__WORK TO COMPLETE__:
Which rows below contain the word "blue"? Gather every such row and copy it in full, treating uppercase and lowercase letters as different.
┄┄┄┄┄┄┄┄┄┄┄┄┄┄┄┄┄┄┄┄
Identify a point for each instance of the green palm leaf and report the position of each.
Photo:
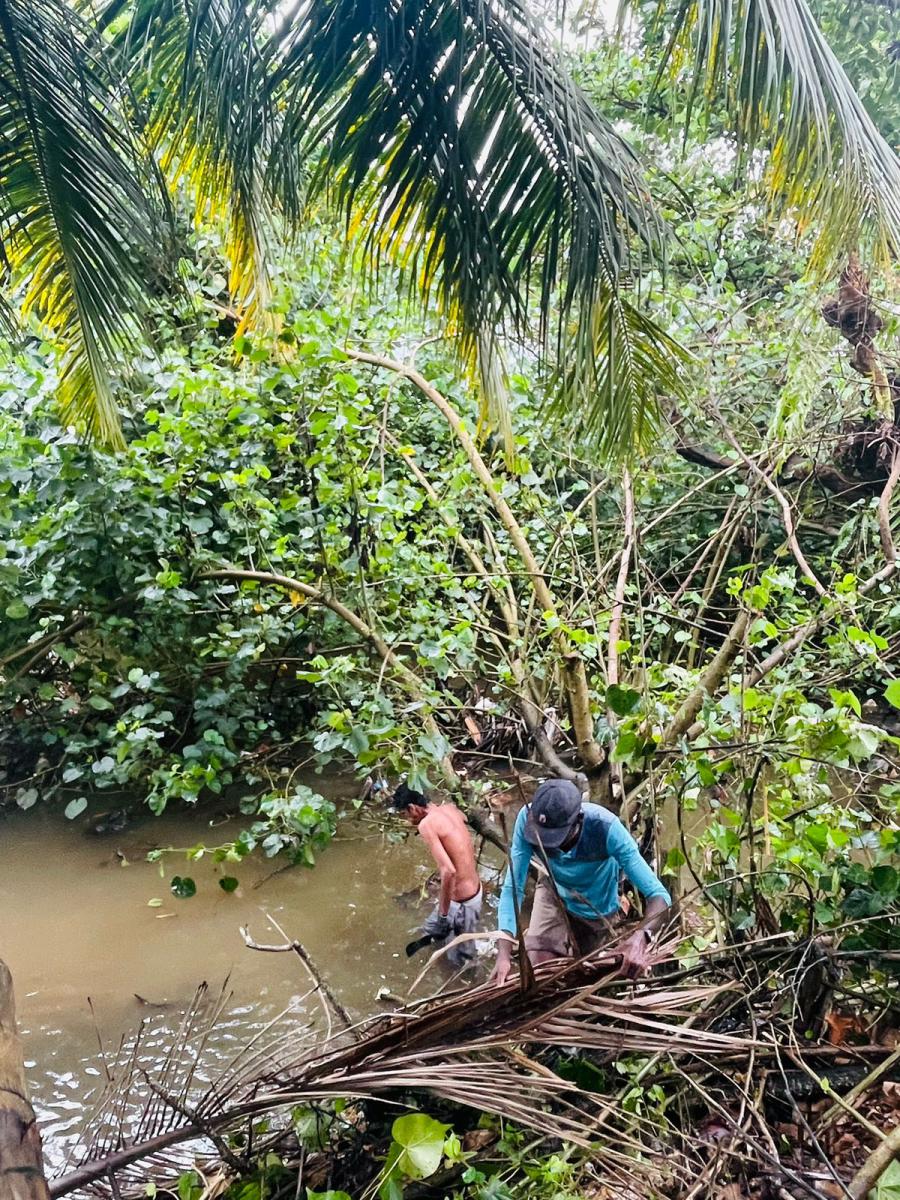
(786, 91)
(456, 144)
(199, 76)
(75, 215)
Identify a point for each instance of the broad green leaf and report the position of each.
(420, 1140)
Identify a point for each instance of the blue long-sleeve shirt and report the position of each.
(591, 868)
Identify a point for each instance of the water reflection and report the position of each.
(93, 959)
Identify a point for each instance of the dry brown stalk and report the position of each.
(408, 679)
(783, 502)
(875, 1165)
(574, 666)
(616, 615)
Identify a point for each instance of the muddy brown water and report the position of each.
(83, 941)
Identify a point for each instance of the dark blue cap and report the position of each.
(555, 809)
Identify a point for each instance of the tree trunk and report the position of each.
(21, 1162)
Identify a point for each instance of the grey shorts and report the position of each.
(463, 917)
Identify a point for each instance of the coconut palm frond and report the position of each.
(76, 210)
(465, 1048)
(457, 147)
(786, 91)
(199, 71)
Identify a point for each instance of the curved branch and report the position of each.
(411, 682)
(575, 673)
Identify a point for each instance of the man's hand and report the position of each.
(504, 963)
(635, 955)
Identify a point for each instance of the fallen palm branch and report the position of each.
(720, 1035)
(456, 1047)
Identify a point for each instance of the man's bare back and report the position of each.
(448, 838)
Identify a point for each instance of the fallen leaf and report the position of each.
(477, 1139)
(843, 1024)
(730, 1192)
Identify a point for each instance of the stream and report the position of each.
(91, 927)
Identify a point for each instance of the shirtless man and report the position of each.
(444, 831)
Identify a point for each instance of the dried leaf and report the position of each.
(474, 730)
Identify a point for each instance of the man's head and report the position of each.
(414, 804)
(553, 815)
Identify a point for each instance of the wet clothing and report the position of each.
(587, 876)
(463, 917)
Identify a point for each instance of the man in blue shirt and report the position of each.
(583, 846)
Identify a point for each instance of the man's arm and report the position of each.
(511, 897)
(623, 847)
(444, 864)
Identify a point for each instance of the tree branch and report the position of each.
(575, 673)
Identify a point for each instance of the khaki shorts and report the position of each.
(557, 931)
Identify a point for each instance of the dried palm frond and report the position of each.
(462, 1047)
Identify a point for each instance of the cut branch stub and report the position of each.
(853, 313)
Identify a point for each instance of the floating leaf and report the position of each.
(75, 808)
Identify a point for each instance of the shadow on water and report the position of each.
(84, 941)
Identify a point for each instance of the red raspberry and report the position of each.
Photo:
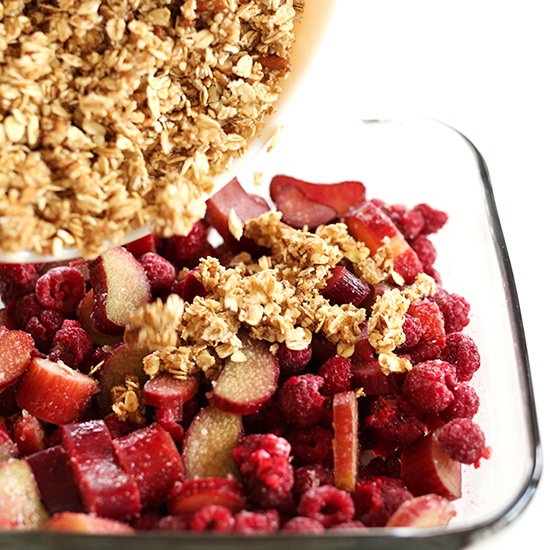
(292, 362)
(160, 272)
(213, 518)
(185, 251)
(434, 219)
(267, 476)
(61, 289)
(455, 310)
(248, 523)
(377, 499)
(428, 385)
(336, 373)
(464, 405)
(462, 439)
(299, 524)
(327, 504)
(301, 401)
(462, 352)
(311, 446)
(16, 280)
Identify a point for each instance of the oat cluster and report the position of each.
(117, 113)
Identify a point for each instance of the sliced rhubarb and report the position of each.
(190, 496)
(151, 458)
(15, 355)
(71, 522)
(345, 444)
(120, 286)
(244, 386)
(208, 444)
(54, 392)
(57, 487)
(425, 469)
(105, 488)
(339, 196)
(20, 505)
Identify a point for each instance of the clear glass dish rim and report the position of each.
(379, 538)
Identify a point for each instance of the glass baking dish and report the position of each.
(408, 161)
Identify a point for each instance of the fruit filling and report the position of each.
(295, 368)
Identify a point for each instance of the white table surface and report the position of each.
(482, 67)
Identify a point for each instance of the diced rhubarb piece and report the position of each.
(57, 488)
(370, 225)
(120, 286)
(344, 287)
(208, 444)
(346, 440)
(8, 448)
(370, 377)
(425, 469)
(29, 434)
(151, 458)
(164, 391)
(72, 522)
(341, 196)
(190, 496)
(15, 355)
(423, 511)
(243, 387)
(105, 488)
(54, 392)
(121, 361)
(20, 505)
(299, 211)
(84, 315)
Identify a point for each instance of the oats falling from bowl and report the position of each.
(117, 114)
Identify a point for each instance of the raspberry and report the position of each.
(306, 477)
(377, 499)
(336, 373)
(299, 524)
(71, 344)
(427, 385)
(300, 400)
(311, 446)
(16, 280)
(462, 352)
(264, 464)
(395, 420)
(61, 289)
(160, 272)
(292, 362)
(464, 405)
(462, 439)
(213, 518)
(455, 310)
(327, 504)
(247, 522)
(185, 251)
(434, 219)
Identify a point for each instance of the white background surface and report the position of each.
(482, 67)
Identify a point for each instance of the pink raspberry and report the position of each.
(327, 504)
(462, 439)
(212, 518)
(61, 289)
(462, 352)
(248, 522)
(267, 476)
(160, 272)
(428, 385)
(377, 499)
(301, 401)
(336, 373)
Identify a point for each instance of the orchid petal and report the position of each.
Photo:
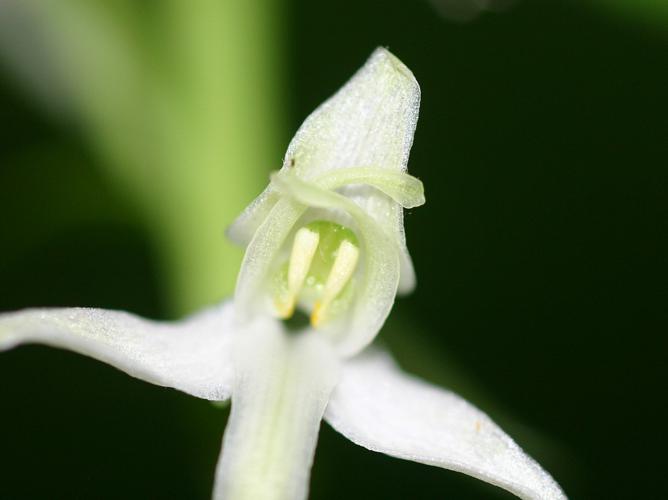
(369, 122)
(380, 408)
(192, 355)
(281, 387)
(380, 280)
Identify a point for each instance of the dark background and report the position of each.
(540, 255)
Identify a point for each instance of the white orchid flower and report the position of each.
(326, 237)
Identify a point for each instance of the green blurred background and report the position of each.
(132, 132)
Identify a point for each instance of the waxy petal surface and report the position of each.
(193, 355)
(281, 386)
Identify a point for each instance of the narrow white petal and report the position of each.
(369, 122)
(281, 387)
(192, 356)
(377, 406)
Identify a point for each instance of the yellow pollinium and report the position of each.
(322, 261)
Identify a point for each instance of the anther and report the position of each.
(342, 270)
(303, 249)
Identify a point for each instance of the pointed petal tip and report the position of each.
(384, 56)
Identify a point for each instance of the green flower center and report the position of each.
(317, 275)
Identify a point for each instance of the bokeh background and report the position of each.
(132, 132)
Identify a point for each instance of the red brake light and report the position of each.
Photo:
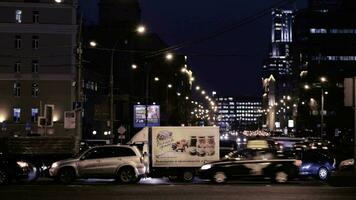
(298, 163)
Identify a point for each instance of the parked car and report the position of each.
(316, 163)
(11, 169)
(251, 163)
(345, 174)
(122, 162)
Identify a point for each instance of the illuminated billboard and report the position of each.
(153, 115)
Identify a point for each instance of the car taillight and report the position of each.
(298, 163)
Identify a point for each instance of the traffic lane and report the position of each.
(165, 181)
(175, 192)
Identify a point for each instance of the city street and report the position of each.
(161, 189)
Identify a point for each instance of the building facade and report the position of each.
(238, 113)
(277, 74)
(324, 59)
(37, 65)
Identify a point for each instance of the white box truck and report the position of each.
(177, 152)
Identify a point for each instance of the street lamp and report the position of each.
(169, 56)
(322, 80)
(141, 29)
(93, 43)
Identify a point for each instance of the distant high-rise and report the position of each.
(277, 68)
(238, 113)
(324, 46)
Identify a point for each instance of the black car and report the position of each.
(251, 163)
(316, 163)
(11, 168)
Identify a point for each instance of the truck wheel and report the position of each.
(126, 175)
(4, 177)
(187, 176)
(219, 177)
(280, 177)
(66, 175)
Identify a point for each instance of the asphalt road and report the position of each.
(162, 189)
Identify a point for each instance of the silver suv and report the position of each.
(122, 162)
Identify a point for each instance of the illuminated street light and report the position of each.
(93, 43)
(323, 79)
(141, 29)
(169, 56)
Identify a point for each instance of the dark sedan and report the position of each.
(11, 168)
(316, 163)
(251, 163)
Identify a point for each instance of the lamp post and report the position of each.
(307, 87)
(141, 30)
(322, 80)
(169, 57)
(112, 87)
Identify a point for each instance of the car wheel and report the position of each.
(187, 176)
(173, 178)
(323, 174)
(219, 177)
(66, 175)
(281, 177)
(127, 175)
(4, 177)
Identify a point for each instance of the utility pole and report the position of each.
(354, 107)
(322, 113)
(79, 92)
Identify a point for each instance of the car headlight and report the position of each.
(22, 164)
(347, 163)
(205, 167)
(54, 165)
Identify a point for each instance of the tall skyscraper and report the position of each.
(277, 74)
(324, 59)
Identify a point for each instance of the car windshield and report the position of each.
(250, 154)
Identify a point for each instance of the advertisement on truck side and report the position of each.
(184, 147)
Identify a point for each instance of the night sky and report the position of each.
(229, 64)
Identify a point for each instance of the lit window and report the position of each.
(17, 114)
(35, 90)
(18, 16)
(34, 66)
(34, 114)
(35, 16)
(17, 67)
(17, 89)
(35, 41)
(18, 42)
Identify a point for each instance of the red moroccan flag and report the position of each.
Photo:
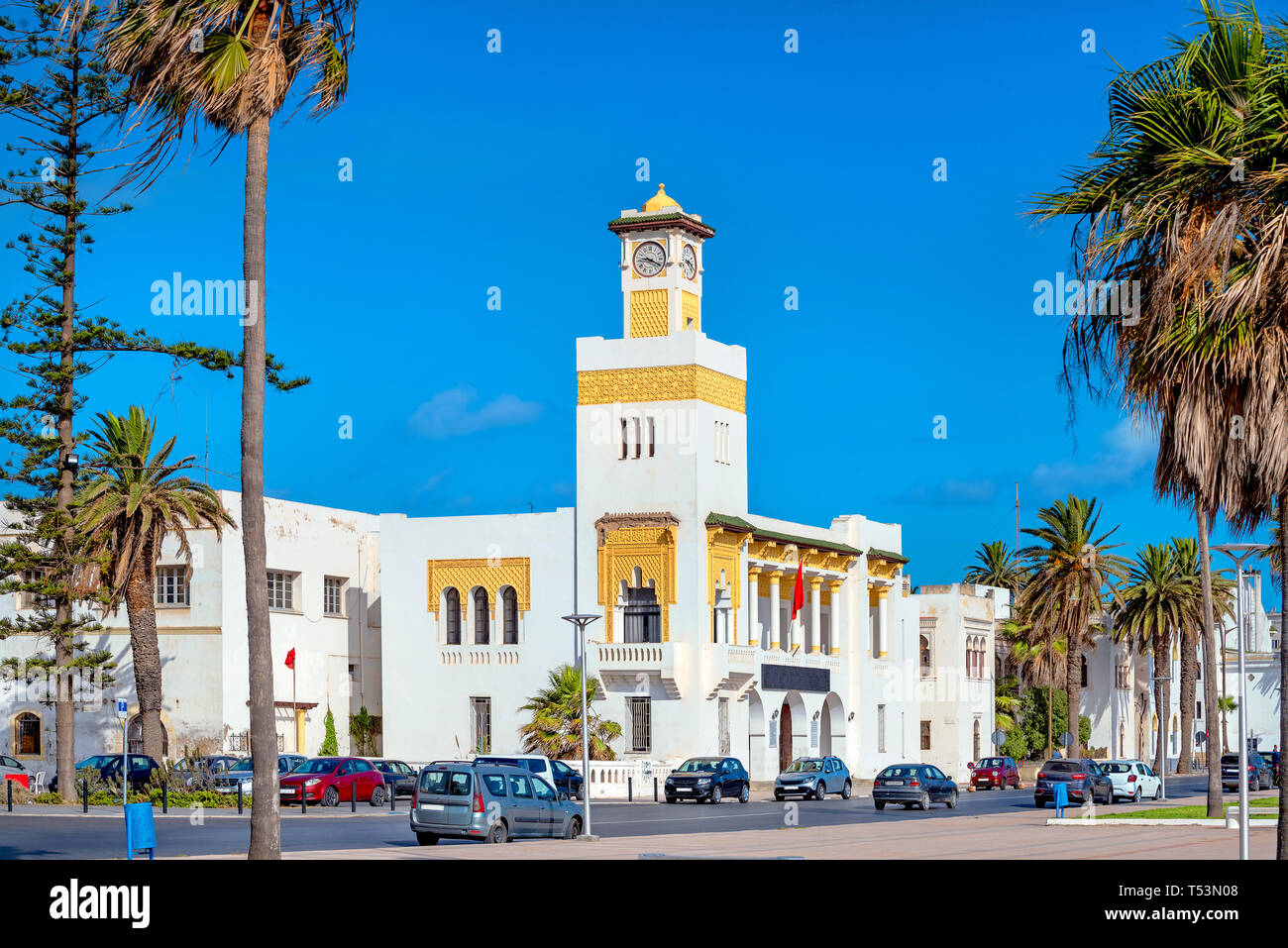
(799, 592)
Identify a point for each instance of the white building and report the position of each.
(1120, 698)
(316, 557)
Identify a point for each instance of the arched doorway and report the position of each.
(831, 733)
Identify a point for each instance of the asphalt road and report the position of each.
(34, 835)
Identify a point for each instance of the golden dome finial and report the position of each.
(660, 200)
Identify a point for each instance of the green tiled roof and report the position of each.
(746, 527)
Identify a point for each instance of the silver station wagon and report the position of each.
(492, 802)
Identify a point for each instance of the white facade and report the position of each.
(202, 642)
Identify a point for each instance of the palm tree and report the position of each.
(1069, 572)
(1039, 657)
(130, 505)
(1185, 196)
(1157, 601)
(237, 77)
(555, 725)
(999, 567)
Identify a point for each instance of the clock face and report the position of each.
(649, 260)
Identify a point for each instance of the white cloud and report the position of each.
(452, 412)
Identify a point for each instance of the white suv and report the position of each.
(558, 775)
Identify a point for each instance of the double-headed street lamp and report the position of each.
(581, 621)
(1239, 553)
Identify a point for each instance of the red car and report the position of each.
(996, 773)
(331, 781)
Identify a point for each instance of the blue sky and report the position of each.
(475, 170)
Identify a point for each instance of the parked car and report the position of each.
(399, 777)
(815, 777)
(913, 785)
(142, 767)
(201, 773)
(558, 775)
(1260, 776)
(243, 773)
(996, 773)
(708, 780)
(13, 769)
(1132, 780)
(94, 763)
(333, 780)
(493, 802)
(1085, 780)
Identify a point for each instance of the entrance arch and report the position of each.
(831, 727)
(791, 728)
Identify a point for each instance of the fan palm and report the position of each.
(1039, 657)
(1185, 196)
(1069, 572)
(555, 725)
(133, 502)
(232, 63)
(997, 566)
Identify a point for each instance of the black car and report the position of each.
(1261, 776)
(1085, 779)
(708, 780)
(142, 768)
(399, 779)
(913, 785)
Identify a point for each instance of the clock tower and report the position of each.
(661, 265)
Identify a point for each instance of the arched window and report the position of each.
(481, 616)
(510, 616)
(26, 733)
(452, 605)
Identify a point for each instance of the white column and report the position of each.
(774, 612)
(837, 627)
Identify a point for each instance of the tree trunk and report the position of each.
(1073, 687)
(1189, 668)
(265, 826)
(145, 651)
(64, 708)
(1282, 844)
(1210, 698)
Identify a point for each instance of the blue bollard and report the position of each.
(1061, 797)
(141, 832)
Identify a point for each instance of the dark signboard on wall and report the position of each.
(790, 678)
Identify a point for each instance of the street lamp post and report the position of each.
(1239, 553)
(581, 621)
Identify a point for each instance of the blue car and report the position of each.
(814, 777)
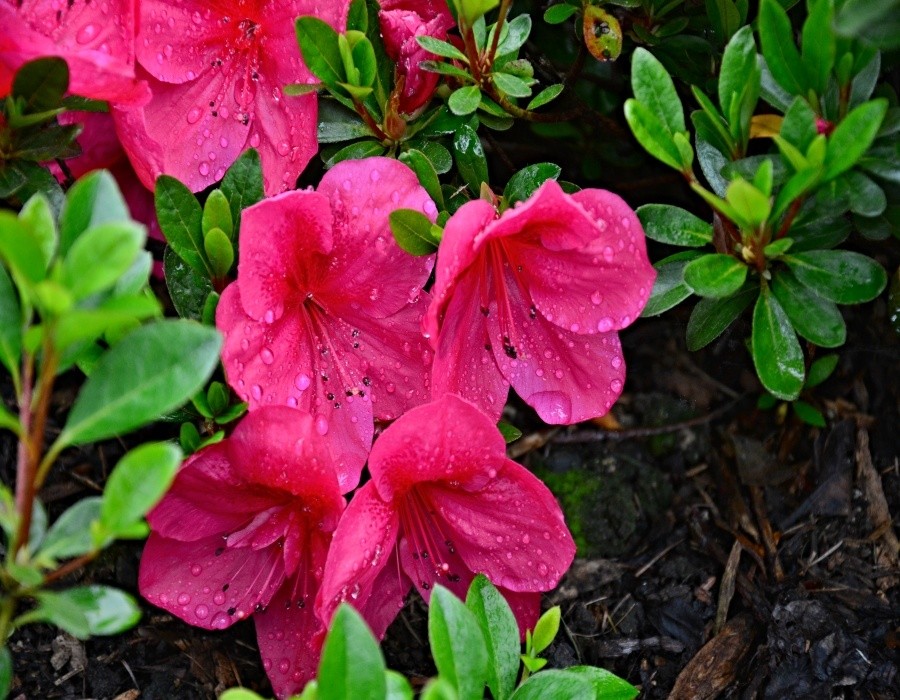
┄┄┄┄┄┄┄┄┄┄┄┄┄┄┄┄┄┄┄┄
__REPLY__:
Identify a point for each instance of the blue long-sleeve shirt and report the position of each.
Identify a point for each instance of the dark blue cap and report the position of each.
Identify a point for each instance of the man in blue shirt and report the position of each.
Identify a point for each instance of the blue sky and report the position of each.
Identify a point for each instance of the blue bollard and report the position of each.
Identify a point for each instance of the blue car and report the position of each.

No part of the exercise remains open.